— Stated problem —
Please count the lines in the items below that contain the string "Query", and reply with only that number.
===== Extracted material =====
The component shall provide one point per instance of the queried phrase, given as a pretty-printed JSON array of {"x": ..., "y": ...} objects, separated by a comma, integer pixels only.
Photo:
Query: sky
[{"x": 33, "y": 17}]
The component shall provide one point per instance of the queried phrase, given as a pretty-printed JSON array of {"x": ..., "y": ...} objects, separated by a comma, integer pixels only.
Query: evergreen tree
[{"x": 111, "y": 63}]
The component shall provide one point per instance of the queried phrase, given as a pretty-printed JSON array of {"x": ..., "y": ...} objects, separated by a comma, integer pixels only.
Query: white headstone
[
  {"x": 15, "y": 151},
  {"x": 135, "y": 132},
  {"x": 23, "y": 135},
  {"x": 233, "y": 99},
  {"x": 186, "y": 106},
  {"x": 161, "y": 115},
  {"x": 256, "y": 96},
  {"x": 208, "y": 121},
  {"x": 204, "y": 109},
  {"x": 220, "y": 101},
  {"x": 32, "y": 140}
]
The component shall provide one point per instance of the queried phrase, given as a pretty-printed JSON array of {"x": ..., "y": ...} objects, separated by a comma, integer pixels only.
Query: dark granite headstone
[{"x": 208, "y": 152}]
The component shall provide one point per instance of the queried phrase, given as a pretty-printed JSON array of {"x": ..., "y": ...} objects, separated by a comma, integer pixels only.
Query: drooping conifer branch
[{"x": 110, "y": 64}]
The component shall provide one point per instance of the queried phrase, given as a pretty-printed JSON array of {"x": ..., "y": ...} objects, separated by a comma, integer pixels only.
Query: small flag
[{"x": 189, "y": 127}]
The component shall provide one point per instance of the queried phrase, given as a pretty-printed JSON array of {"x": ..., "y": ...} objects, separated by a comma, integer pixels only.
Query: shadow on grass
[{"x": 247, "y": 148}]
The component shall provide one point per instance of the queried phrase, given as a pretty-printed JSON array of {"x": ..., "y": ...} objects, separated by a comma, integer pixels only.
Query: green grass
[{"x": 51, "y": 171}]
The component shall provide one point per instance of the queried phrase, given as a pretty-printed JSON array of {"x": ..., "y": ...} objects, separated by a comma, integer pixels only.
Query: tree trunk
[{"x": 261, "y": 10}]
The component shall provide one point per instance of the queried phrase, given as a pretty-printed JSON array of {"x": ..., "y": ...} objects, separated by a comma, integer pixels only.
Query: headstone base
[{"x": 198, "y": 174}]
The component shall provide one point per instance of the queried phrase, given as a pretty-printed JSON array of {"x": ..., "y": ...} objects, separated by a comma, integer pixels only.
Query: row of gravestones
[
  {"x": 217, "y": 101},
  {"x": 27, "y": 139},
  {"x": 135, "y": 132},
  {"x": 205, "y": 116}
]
=====
— Response —
11